> _Extract provided_:
TensorRT multi stream

Description

I am trying to make inference from several threads at same time, in sync mode every thread should wait until other one done with CUDA ( via custom mutex ) otherwise its crash with memory problem
Which slow down the framerate from 60 FPS to 10~15FPS with 4 threads ( with 30~50% GPU usage ), I found out what in trtexec possible to setup stream so will be possible to inference several frame at the same time, so after hours google was made “this” but application crashing

[TRT] [E] 1: [pointWiseV2Helpers.cpp::launchPwgenKernel::280] Error Code 1: Cuda Driver (invalid resource handle)

Full code, I just tried to make more or less working example when several threads are living together and not blocking each other, working fine without cuda.Device(0).make_context() and in one thread, but dont want with and several threads

import math
import threading
import time

import tensorrt as trt  # NOQA
from collections import OrderedDict, namedtuple, deque
import numpy as np
import torch
import cv2
import pycuda.driver as cuda  # NOQA
#import pycuda.autoinit # NOQA
from PIL import Image

Binding = namedtuple('Binding', ('name', 'dtype', 'shape', 'data', 'ptr'))
logger = trt.Logger(trt.Logger.INFO)
trt.init_libnvinfer_plugins(logger, namespace="")

trt_runtime = trt.Runtime(logger)
trt_engine = None
with open('/root/model_v9_8.engine', 'rb') as f:
    trt_engine = trt_runtime.deserialize_cuda_engine(f.read())

(Extracted data entries)

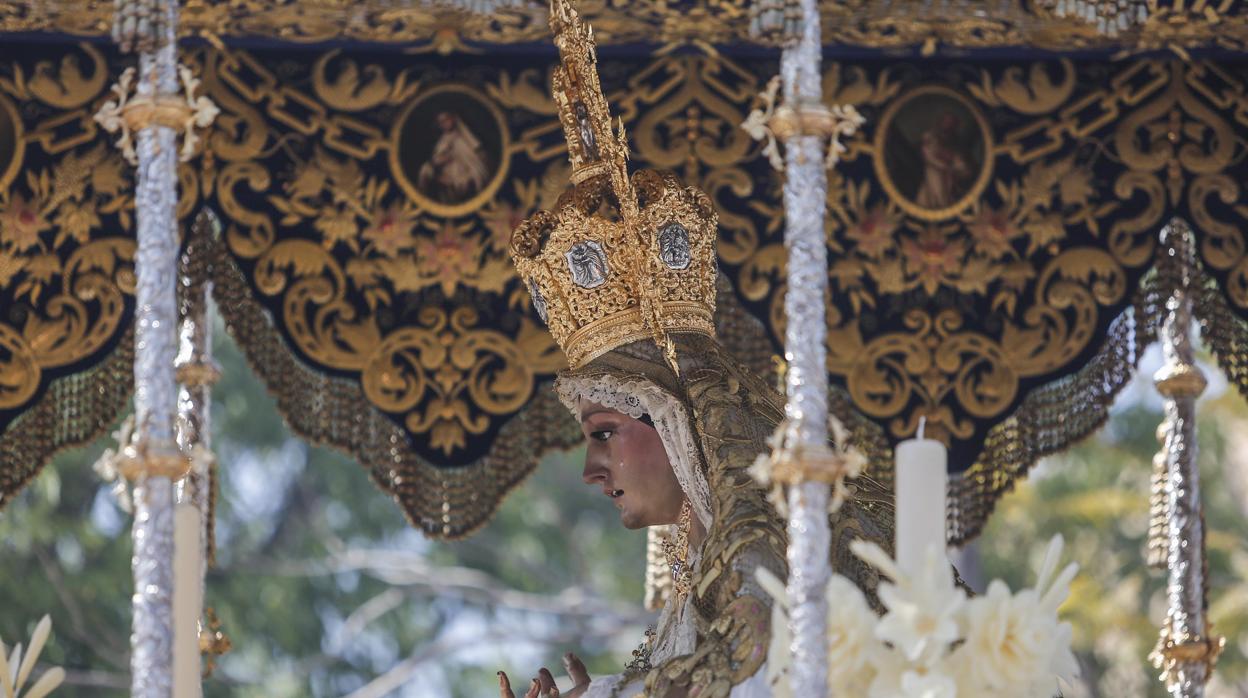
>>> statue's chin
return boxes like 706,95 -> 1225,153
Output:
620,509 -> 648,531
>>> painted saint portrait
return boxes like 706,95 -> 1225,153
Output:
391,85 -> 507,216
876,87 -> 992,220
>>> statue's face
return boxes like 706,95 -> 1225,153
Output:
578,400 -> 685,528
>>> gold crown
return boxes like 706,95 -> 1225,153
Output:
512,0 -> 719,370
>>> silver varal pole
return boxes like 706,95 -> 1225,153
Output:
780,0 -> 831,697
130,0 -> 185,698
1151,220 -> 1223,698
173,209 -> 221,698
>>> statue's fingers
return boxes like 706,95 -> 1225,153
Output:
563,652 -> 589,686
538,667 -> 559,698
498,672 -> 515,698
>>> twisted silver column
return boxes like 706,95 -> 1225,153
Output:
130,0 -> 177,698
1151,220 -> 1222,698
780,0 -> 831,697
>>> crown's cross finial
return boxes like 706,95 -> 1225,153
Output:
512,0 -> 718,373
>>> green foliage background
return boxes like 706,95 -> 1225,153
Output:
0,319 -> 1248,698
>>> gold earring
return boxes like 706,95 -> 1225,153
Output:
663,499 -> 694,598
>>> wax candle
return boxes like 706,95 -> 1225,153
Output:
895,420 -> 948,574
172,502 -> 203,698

> _Challenge A_: Revise the TensorRT forum post by reproducing the part between "import math" and "('name', 'dtype', 'shape', 'data', 'ptr'))", inclusive, with "deque" changed to "defaultdict".
> _Challenge B_: Pick up the TensorRT forum post after its final line and carry it on.
This data has no connection to the TensorRT forum post.

> _Task result A_:
import math
import threading
import time

import tensorrt as trt  # NOQA
from collections import OrderedDict, namedtuple, defaultdict
import numpy as np
import torch
import cv2
import pycuda.driver as cuda  # NOQA
#import pycuda.autoinit # NOQA
from PIL import Image

Binding = namedtuple('Binding', ('name', 'dtype', 'shape', 'data', 'ptr'))

> _Task result B_:
streams = []

class HostDeviceMem(object):
    def __init__(self, host_mem, device_mem):
        self.host = host_mem
        self.device = device_mem

    def __str__(self):
        return "Host:\n" + str(self.host) + "\nDevice:\n" + str(self.device)

    def __repr__(self):
        return self.__str__()


def allocate_buffers(engine):
    inputs = []
    outputs = []
    bindings = []
    stream = cuda.Stream()

    # Current NMS implementation in TRT only supports DataType.FLOAT but
    # it may change in the future, which could brake this sample here
    # when using lower precision [e.g. NMS output would not be np.float32
    # anymore, even though this is assumed in binding_to_type]
    binding_to_type = {
        "images": np.float32,
        "Input": np.float32,
        "NMS": np.float32,
        "det_scores": np.float32,
        "det_boxes": np.float32,
        "NMS_1": np.int32,
        "num_dets": np.int32,
        "det_classes": np.int32,
    }

    for binding in engine:
        size = trt.volume(engine.get_binding_shape(binding)) * engine.max_batch_size
        dtype = binding_to_type[str(binding)]
        # Allocate host and device buffers
        host_mem = cuda.pagelocked_empty(size, dtype)
        device_mem = cuda.mem_alloc(host_mem.nbytes)
        # Append the device buffer to device bindings.
        bindings.append(int(device_mem))
        # Append to the appropriate list.
        if engine.binding_is_input(binding):
            inputs.append(HostDeviceMem(host_mem, device_mem))
        else:
            outputs.append(HostDeviceMem(host_mem, device_mem))
    return inputs, outputs, bindings, stream

def do_inference(context, bindings, inputs, outputs, stream, batch_size=1):
    [cuda.memcpy_htod_async(inp.device, inp.host, stream) for inp in inputs]
    context.execute_async_v2(bindings=bindings, stream_handle=stream.handle)
    [cuda.memcpy_dtoh_async(out.host, out.device, stream) for out in outputs]
    stream.synchronize()
    return [out.host for out in outputs]

def load_into_numpy(image):
    (im_width, im_height) = image.size
    return np.array(image).reshape(
        (im_height, im_width, 3)
    ).astype(np.uint8)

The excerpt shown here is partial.